_Selected passage_
----------
When you’re worried daily, especially with money, you develop habits. And these habits stay with you for a long time, even forever!
21. The cheapest one
“If someone buys you food at a restaurant order as cheaply as possible even if they tell you order whatever you want. Used to get death glares from parents if I ordered something 10 bucks or over at a place where average prices was 10 bucks. If you can get a burger and fries for 8 you better be eating a burger.”
You’ll learn to scan menus fast. Just look at the price first.
22. The other parents
“The oldest kids babysit the youngest kids.”
Yeah, the younger kids don’t even recognize their parents. They only know their older siblings.
23. A FULL machine
“Not being able to wash your clothes until you could do a full, and I mean FULL machine. Getting a stain on a fresh shirt meant scrubbing it with soap over the sink.”
Well, it does make sense. Water is expensive and the washing machine uses a lot of electricity. You’ll just need to be more careful with stains. Or don’t wear light clothes.
“Never fill up the gas tank. You don’t want to be in a situation where you have gas in your car but no groceries.”
It’s all about priorities. A car, you may be able to live without. But a life without groceries? No way!
25. Small hacks
“Eating stale or close to sell by date, food. No brand-name anything. Adding water to shampoo to get it to last longer. Reuse everything. Make-do or do without. Free samples count as a meal. To name a few.”
When money is always tight, you learn to develop habits to make your things last longer. And these are habits that you carry even when you get older.
26. Winter is coming
“Not have enough blankets at bed time in the winter. No central heating, used to wake up with ice on the inside of the windows and on the windowsills. I was shocked to be in a hot house in winter when I went round friends.”
Winter is coming so brace yourself. Brace yourself for sleepless or freezing nights.
27. Monthly checks for the future
“Education is the only way out of the horrible situation. This was made very clear to me right from a young age. I remember everyone in my family checking in on my grades and plans for the future. Almost on a monthly basis! Helped my extensively in the long run.”
Unlike others, their parents want them to have a better future. Work on it now so you can have it later.
----------
_Rows_
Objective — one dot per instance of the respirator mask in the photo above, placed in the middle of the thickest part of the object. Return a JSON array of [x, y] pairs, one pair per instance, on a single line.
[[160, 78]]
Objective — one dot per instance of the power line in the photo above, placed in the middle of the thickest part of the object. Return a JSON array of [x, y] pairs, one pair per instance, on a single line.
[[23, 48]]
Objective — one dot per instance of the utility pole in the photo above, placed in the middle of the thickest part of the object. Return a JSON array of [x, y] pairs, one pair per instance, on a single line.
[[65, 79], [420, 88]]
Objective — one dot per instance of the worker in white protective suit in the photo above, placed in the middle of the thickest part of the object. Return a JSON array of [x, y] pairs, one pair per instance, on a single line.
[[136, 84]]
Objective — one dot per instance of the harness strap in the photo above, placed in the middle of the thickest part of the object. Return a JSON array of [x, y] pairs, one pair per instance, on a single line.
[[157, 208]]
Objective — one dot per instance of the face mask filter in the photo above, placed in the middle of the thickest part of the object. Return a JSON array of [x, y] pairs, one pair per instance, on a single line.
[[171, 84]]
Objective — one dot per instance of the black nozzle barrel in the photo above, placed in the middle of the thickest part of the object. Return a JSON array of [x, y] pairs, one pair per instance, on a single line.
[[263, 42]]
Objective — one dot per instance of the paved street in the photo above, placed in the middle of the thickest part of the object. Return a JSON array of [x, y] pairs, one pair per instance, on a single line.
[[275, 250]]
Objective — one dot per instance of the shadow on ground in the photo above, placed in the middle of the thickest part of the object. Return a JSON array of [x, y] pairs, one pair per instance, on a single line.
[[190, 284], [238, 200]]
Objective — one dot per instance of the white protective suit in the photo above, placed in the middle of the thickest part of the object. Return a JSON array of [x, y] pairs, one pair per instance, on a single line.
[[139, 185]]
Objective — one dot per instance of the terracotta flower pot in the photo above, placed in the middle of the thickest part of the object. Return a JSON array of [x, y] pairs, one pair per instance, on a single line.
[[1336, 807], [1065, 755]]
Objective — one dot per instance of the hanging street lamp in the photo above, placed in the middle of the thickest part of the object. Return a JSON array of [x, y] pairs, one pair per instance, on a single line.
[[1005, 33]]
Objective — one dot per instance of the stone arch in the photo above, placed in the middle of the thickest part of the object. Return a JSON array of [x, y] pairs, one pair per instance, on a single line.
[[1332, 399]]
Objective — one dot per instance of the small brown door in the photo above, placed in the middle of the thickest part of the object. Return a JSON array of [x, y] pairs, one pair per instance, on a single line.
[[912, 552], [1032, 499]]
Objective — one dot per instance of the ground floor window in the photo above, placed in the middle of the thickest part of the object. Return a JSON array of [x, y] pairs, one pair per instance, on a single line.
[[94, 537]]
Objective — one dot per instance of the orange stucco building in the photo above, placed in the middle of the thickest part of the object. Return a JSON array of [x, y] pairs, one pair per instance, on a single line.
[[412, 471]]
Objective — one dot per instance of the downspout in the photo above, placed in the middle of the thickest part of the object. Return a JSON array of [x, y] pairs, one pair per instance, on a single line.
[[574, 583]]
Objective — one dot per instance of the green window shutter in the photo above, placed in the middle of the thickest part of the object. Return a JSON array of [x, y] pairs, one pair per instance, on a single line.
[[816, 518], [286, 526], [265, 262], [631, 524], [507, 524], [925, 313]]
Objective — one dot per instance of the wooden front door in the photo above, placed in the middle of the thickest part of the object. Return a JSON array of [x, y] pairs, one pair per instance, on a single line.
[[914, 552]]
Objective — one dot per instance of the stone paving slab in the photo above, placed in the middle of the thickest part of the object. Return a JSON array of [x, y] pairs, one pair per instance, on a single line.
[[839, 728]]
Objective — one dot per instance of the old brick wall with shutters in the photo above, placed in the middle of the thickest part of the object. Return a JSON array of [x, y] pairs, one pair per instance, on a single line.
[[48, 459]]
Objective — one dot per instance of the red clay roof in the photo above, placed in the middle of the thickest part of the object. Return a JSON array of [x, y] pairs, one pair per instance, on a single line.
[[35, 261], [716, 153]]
----------
_Exercises_
• A. In the money habits list, what do people add to shampoo to make it last longer?
• B. Extend the money habits list by picking up right after its final line.

_The results_
• A. Water.

• B.
28. Grow up earlier
“You cook, clean, and pitch in before you are asked. If you’re waiting for an adult to make dinner, you’re going hungry. Also, poor doesn’t mean dirty. You keep what you have nice, clean, and well cared for.”
You learn to be independent earlier and younger. We love what they learned though, to always take the time to take care of yourself.
29. The way things are done
“If the phone rings and mom doesn’t answer it, it’s probably the bill collectors. Same with the front door and why the curtains aren’t open.”
You learn to walk silently in the dark. You learn to do your own thing.
30. So yummy!
“I remember my dad always getting really excited about very cheap, mundane foods like puffed rice cereal( plain), bologna sandwiches and unflavored steel cut oats. He would get us all amped up about it and we would want to eat it instead of the more expensive stiff we really wanted because of how much he talked it up. Now that I am older(and as a father myself) I don’t think he actually loved all these things that much, but instead my parents just didn’t have the money to buy all that expensive food to feed three growing boys. Sure made the best of it, though.”
We don’t always need to eat the expensive food anyway. Sometimes, the best-tasting food are the ones that you don’t expect.
31. What’s a movie theater?
“We went to the movies so infrequently (about 5 times by age 16) that I didn’t know James Bond films were shown there before they were on TV. I was probably 15 before I found out.”
It’s a good thing these movies are eventually shown on TV. Few people have to miss out!
32. The annual budget
“The thing that I remember was the clothing budget: we had ~$100/yr each for clothes. It wasn’t a hard and fast thing, but that’s basically all the family could afford in terms of clothing, and each of the 5 kids had a large percentage of hand-downs in their wardrobe. I remember thinking that shoes were expensive, because they were one of the only clothing items which regularly wore out, and were like 20% of the annual budget to buy a new pair.
I also remember getting my first non-parent haircut when I went to college, and that was strange, both in the experience, and in spending ~$10 of my own money on it.”
Thank goodness for hand-me-downs. Just have to figure out how to make them last longer.
33. No friends over
“Don’t invite people over unless they are also poor”
It just makes sense. Not everyone will be able to understand your situation.
34. Always ask
“Ask before you get ANYTHING to eat”
Because you never know what your mom needs it for. And maybe that’s the dinner for the entire family. So always ask first.
35. Turn off the lights and be quick
“Turn off all lights behind you. Take as quick of showers as you can. Recycle pop cans. Drive slower because it conserves gas. Plan your trip so that you don’t have to drive unnecessary routes and waste gas. Be ok with the heat always at 68 or below (use a blanket if you’re cold).”
Be mindful of every action that you make. And each step has to have purpose.
36. Homemade everything
“Homemade birthday cakes, homemade pizza, we NEVER went out to eat. Fast food/restaurants were a waste of money. Soda was a treat, as was sugared cereal. You got sox and undies as stocking stuffers at Christmas. You wore your clothes 2-3 times before washing them unless they were obviously dirty or smelly. You washed and dried zipper bags to reuse. We never used paper towels to clean.”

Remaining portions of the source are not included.